Set task: Render the lines below, from the one containing "Find the leaf" through the one containing "<point>481,629</point>", inclusive, as a Markdown table with the columns Index and Text, numbering each line and omitting any blank lines.

Data provided:
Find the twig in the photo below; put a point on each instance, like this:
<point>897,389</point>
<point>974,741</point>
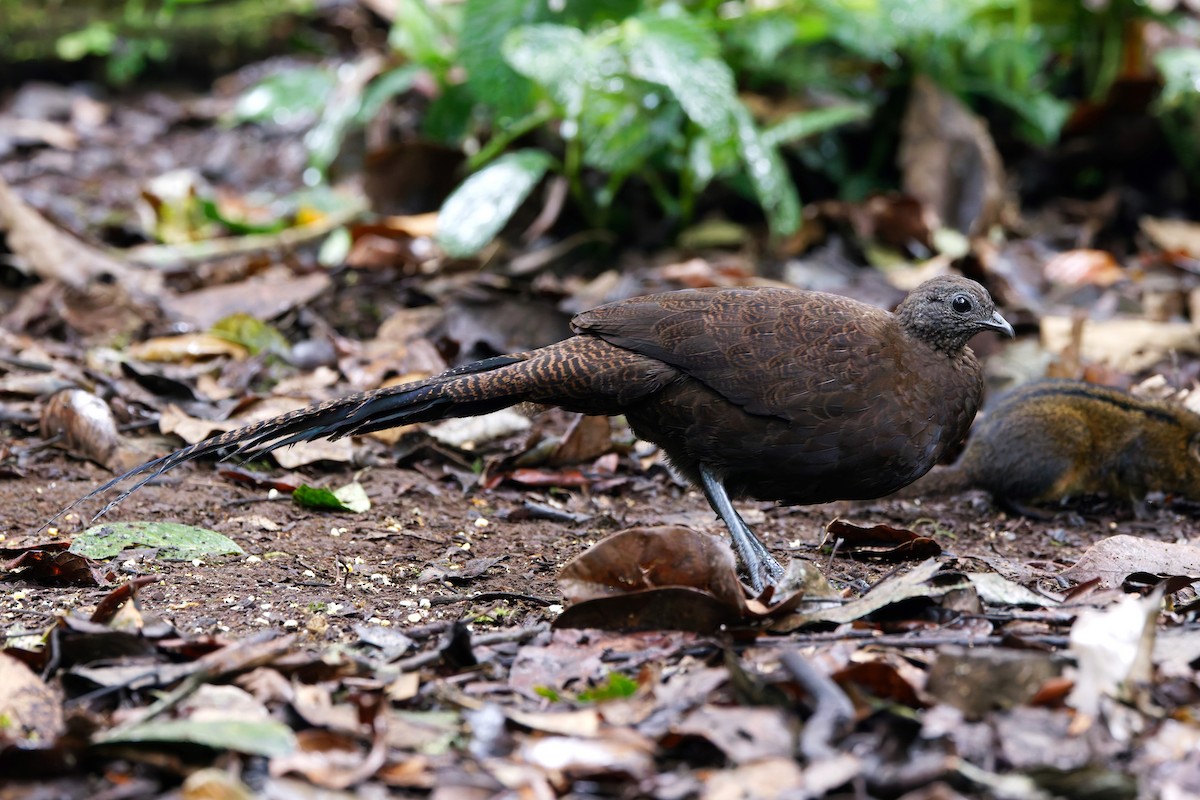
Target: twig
<point>832,714</point>
<point>484,596</point>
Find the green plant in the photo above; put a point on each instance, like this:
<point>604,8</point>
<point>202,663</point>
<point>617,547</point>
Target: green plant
<point>609,94</point>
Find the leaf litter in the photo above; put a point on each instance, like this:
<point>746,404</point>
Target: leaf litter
<point>481,629</point>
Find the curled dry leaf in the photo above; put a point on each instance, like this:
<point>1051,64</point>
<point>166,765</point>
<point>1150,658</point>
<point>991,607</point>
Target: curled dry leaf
<point>31,711</point>
<point>1080,268</point>
<point>85,425</point>
<point>1113,559</point>
<point>671,577</point>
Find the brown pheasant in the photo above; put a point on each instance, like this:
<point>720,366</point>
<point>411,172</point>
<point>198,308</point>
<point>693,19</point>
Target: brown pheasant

Written answer:
| Index | Text |
|---|---|
| 1 | Find the leaf litter in the photo above; put a point on each instance, like this: |
| 2 | <point>746,404</point> |
| 3 | Target: leaf litter |
| 4 | <point>481,629</point> |